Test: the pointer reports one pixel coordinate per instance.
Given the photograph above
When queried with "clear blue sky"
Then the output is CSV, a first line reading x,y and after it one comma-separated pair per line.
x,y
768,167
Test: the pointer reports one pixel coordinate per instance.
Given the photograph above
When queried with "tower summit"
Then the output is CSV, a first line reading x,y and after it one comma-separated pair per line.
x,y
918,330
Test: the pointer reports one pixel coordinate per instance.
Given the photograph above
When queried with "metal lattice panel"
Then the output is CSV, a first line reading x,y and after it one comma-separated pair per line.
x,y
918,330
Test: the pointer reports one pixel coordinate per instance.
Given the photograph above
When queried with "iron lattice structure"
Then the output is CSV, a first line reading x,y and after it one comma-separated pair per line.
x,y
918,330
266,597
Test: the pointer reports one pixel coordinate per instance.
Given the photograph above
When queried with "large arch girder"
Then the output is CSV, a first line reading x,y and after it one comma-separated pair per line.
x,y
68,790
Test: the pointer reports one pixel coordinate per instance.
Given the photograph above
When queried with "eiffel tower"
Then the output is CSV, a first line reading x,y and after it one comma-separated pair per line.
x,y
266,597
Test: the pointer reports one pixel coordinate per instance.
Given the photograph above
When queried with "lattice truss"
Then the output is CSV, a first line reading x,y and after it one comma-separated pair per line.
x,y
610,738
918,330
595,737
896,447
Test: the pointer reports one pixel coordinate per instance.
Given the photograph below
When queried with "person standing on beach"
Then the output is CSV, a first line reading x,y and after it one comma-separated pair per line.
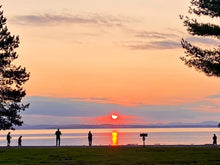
x,y
90,138
8,139
19,141
58,133
214,139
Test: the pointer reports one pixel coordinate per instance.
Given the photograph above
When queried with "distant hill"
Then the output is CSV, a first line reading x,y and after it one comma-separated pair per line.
x,y
208,124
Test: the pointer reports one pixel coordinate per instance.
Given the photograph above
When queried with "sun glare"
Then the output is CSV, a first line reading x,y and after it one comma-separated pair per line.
x,y
114,116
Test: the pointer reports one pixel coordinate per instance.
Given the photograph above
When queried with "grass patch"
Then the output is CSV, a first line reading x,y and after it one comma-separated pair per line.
x,y
110,155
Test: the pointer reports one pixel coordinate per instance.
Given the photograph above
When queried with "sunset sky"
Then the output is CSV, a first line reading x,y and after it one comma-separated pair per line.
x,y
89,59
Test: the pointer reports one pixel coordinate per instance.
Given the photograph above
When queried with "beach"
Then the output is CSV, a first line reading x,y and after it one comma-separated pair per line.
x,y
110,155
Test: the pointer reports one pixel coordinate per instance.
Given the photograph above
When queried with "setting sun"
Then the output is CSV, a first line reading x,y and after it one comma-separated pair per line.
x,y
114,116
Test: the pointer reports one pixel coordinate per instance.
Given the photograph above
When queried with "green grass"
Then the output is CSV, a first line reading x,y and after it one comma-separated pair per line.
x,y
110,155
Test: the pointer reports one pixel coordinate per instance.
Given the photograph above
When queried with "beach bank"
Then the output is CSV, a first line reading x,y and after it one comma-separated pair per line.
x,y
109,155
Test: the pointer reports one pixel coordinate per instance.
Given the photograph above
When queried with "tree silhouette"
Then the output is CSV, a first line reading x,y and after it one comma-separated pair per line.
x,y
204,60
12,78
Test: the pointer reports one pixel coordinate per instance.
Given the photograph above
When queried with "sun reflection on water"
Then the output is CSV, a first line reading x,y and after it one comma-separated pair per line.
x,y
114,138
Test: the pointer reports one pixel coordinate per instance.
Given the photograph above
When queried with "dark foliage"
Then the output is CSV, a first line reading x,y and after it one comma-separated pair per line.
x,y
11,79
207,61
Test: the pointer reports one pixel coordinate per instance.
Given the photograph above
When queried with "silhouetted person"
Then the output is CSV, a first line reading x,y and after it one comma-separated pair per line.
x,y
58,133
8,139
90,138
19,141
214,139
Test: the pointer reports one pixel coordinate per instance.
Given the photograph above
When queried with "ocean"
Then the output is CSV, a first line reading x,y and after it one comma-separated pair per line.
x,y
113,137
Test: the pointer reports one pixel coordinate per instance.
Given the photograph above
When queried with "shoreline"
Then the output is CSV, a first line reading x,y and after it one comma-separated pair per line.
x,y
112,146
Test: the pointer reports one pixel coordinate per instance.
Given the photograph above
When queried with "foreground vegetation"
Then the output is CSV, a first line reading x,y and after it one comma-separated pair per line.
x,y
109,155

[EXERCISE OBJECTIVE]:
Across the material above, how many lines include the string "grass"? Only the number is wanted.

[EXPECTED ANSWER]:
2